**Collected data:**
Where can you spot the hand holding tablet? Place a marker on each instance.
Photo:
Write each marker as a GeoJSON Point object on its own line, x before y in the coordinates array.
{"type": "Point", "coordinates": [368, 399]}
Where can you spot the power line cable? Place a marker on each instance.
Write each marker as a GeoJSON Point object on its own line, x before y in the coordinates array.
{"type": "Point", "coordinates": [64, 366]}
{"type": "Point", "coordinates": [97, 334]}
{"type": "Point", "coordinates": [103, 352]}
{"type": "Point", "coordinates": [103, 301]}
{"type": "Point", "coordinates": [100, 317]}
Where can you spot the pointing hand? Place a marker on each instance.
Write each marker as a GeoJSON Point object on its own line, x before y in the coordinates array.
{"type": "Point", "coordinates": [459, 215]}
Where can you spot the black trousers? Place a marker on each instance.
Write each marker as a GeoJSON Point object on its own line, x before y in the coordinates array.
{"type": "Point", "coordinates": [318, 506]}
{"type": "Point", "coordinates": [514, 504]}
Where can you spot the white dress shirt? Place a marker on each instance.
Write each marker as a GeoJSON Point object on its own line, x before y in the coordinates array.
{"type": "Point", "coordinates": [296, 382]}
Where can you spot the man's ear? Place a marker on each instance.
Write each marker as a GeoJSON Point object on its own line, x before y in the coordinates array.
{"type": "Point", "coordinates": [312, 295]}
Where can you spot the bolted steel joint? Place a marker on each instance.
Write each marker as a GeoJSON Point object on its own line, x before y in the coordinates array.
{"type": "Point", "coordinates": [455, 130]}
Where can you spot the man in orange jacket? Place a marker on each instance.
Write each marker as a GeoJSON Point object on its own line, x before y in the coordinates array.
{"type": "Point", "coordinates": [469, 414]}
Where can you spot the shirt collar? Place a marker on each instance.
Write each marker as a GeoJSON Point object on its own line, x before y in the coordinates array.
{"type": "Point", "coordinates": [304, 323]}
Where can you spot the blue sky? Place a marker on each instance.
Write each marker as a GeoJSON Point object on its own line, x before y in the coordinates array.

**Task to complete:**
Each line of the data that contains "hand" belongs in the answer.

**Output:**
Where can you spot the hand holding tablet? Place a marker on each instance.
Where can you spot the pointing hand? Place a marker on each instance.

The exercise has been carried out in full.